◆ Text block
Replacing the hard drive itself is a last resort for a live production server, and a friend suggested the drive controller could be the problem, so I confirmed that the drive controller for our server was not on-board (on its own card), and I attempted to convince the company hosting our server of the problem so they would replace the drive controller. I ran my own tests first with an iostat check while doing a read of the main hard drive (cat /etc/sda > /dev/null). This produced steadily worsening results the longer the test went on, and always much worse than our secondary drive. I passed these results on to the hosting company, and they replied that a “badblocks –vv” produced results that showed things looked fine.

So I was about to go run his test to confirm his findings, but decided to check parameters first, as I always like to do before running new Linux commands.  Thank Thor I did. The admin had meant to write “badblocks –v” (verbose) and typoed with a double key stroke. The two v’s looked like a w due to the font, and had I ran a “badblocks –w” (write-mode test), I would have wiped out the entire hard drive.

Anyways, the test outputted the same basic results as my iostat test with throughput results very quickly decreasing from a remotely acceptable level to almost nil.  Of course, the admin only took the best results of the test, ignoring the rest.

I had them swap out the drive controller anyways, and it hasn’t fixed things, so a hard drive replace will probably be needed soon.  This kind of problem would be trivial if I had access to the server and could just test the hardware myself, but that is a price to pay for proper security at a server farm.

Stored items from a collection

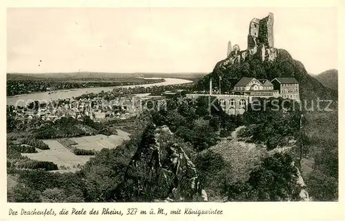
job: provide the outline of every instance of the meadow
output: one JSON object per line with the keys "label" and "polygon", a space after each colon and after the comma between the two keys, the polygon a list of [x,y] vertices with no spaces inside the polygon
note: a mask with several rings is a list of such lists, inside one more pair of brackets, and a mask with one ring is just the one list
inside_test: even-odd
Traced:
{"label": "meadow", "polygon": [[117,135],[106,136],[97,134],[80,138],[71,138],[77,145],[75,147],[80,149],[100,151],[103,148],[112,149],[121,145],[125,140],[129,139],[129,134],[117,129]]}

◆ What you should do
Answer the following questions about the server hard drive account, one answer per line with matching numbers.
1. According to the hosting company's reply, what did "badblocks –vv" show?
2. What would running "badblocks –w" have done?
3. What was the result of swapping out the drive controller?

◆ Right answer
1. It showed that things looked fine.
2. It would have wiped out the entire hard drive.
3. It did not fix things, so a hard drive replacement will probably be needed soon.